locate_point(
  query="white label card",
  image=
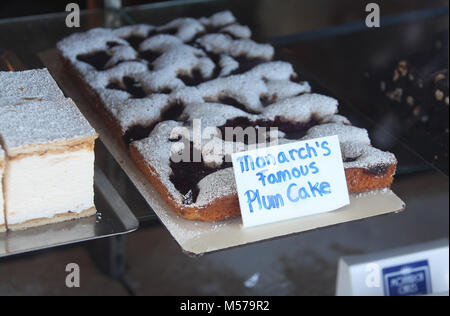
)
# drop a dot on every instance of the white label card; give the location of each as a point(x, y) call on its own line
point(291, 180)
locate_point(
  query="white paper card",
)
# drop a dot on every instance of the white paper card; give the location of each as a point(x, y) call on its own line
point(291, 180)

◆ **TASK INSTRUCTIONS**:
Every line in the listing that holds the string "query" should be copied out.

◆ **REPLY**:
  query="white label card",
  query="white paper card",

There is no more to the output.